(TASK REQUIREMENTS)
- 1) Reproduce the NeoVision article starting at "The NeoVision system" and ending at "brain ventricular volume.", substituting "clinical trial" for "clinical pilot study".
- 2) Decide whether each statement below agrees with the NeoVision article, answering yes or no and quoting the words of the article that decide it: (a) WORLDiscoveries manages the intellectual property. (b) In Canada, 11% of births are premature. (c) The NeoVision pilot study at the Children's Hospital lasted three years.

(SELECTED EXTRACT)

········

NeoVision Promises Hope Of Reduced Infant Mortality

CIMTEC spin-off NeoVision was founded to commercialize the neonatal brain imaging technology derived from Dr. Aaron Fenster's research at the Robarts Research Institute and Western University. The intellectual property is managed by WORLDiscoveries. 

Premature or low birth weight babies are at greater risk of complications and infant mortality than babies born at term or at a healthy weight (greater than 2500g o 5.5lbs).   Babies who have a very low weight at birth (less than 1,500g or 3.3 pounds) are even more likely to develop brain bleeds and 100 times more likely to die than those that are a low or normal birth weight.   

In Canada 7.8% of births are premature and 6% of live births are low weight.  This percentage is even greater in less developed countries:  the world average is 11%.   The younger and smaller a baby, the more likely they are at risk of developing an intraventricular hemorrhage (IVH) or brain bleed.   Upward of 50% of extremely premature babies will develop a brain bleed.   IVH or brain bleeds are graded in severity from level I to IV.  Bleeds at level I and II are considered mild or moderate and long term damage is small.  Level III and IV bleeds involve substantial bleeding causing permanent brain damage or possibly death.  

At present, babies at risk of IVH are monitored clinically by measuring the head circumference and by 2D ultrasound. The sensitivity of 2D ultrasound to measure ventricular enlargement is poor which can lead to variability and ambiguous grading of IVH.  Imaging preterm babies is also challenging for many reasons. Those born the most preterm (about 24-28 weeks) are those who should be screened more often; however, they are also the population who will more likely have spells of apnea, unstable heart rate, and who could require resuscitation and increased oxygen just from handling (touching, moving the baby). Additionally, these patients are incubator bound.

CIMTEC’s Chief Science Officer, Dr. Aaron Fenster, has developed the first 3D ultrasound imaging system that can be attached to a conventional clinical ultrasound scanner to image the ventricular system of pre-term babies.  The system requires less infant handling and can be done with the baby inside the incubator.   As well, it provides more accurate and consistent scans than the traditional 2D cranial ultrasound imaging techniques. Software developed in Dr. Fenster’s laboratory accepts the 2D ultrasound images as they are acquired and reconstructs the 2D images into a 3D image. 

NeoVision provides accurate volumetric measurement of the neonate ventricles and therefore is currently the best method to assess and monitor IVH. The technology is superior to standard 2D ultrasound as it is less susceptible to operator variability, resulting in higher accuracy and less variability. Furthermore, it can image the infant while in the incubator and allows hospitals to have 3D ultrasound imaging capability at a lower cost.

The NeoVision system has completed a two year clinical pilot study at the Children's Hospital at London Health Sciences Centre in London, Ontario. The study generated very positive results with high specificity and sensitivity in the ability of the system to measure changes in brain ventricular volume.

NeoVision is ideally positioned to accelerate commercialization along with CIMTEC’s ongoing support.  Given that the current prototype was built strictly for clinical studies, CIMTEC will be providing the necessary technical expertise to develop a next generation prototype.  CIMTEC will be working with Dr. Fenster and NeoVision to improve the design of hardware and software with quality controls, as well as regulatory planning, validation, and commercial development. The redesign of this handheld device will include improved ergonomics and an improved user interface and segmentation process to make it more user-friendly.  CIMTEC looks forward to bringing to market this tool which holds the promise of reducing infant mortality and permanent disabilities through early detection of IVH.

········

(RECORDS SHOWN)

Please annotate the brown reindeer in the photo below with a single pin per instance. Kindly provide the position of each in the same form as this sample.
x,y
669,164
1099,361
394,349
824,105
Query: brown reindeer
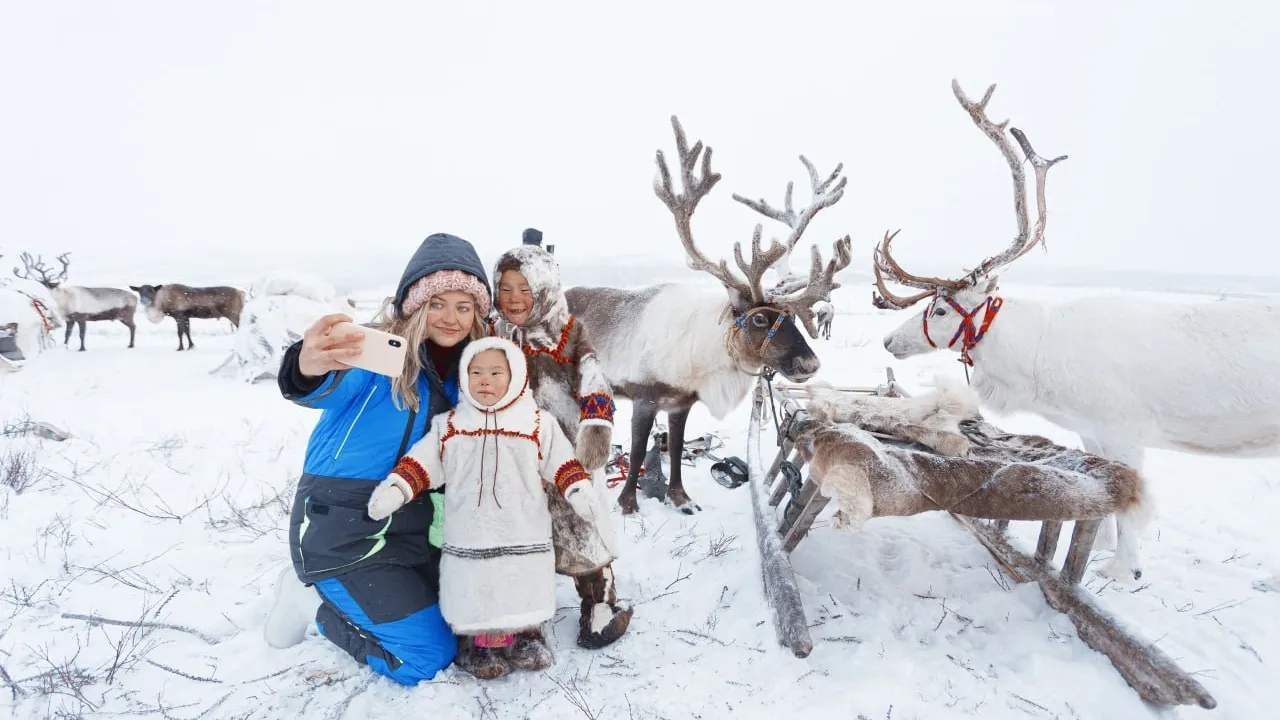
x,y
183,302
77,304
668,346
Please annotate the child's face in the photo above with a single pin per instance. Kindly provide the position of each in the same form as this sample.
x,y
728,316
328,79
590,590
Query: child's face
x,y
515,297
488,377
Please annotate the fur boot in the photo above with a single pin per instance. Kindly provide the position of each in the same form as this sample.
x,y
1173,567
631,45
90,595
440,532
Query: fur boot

········

(TASK SOLUTIONS)
- 1)
The NeoVision system has completed a two year clinical trial at the Children's Hospital at London Health Sciences Centre in London, Ontario. The study generated very positive results with high specificity and sensitivity in the ability of the system to measure changes in brain ventricular volume.

- 2)
(a) Yes: "The intellectual property is managed by WORLDiscoveries."
(b) No: "In Canada 7.8% of births are premature"
(c) No: "The NeoVision system has completed a two year clinical pilot study"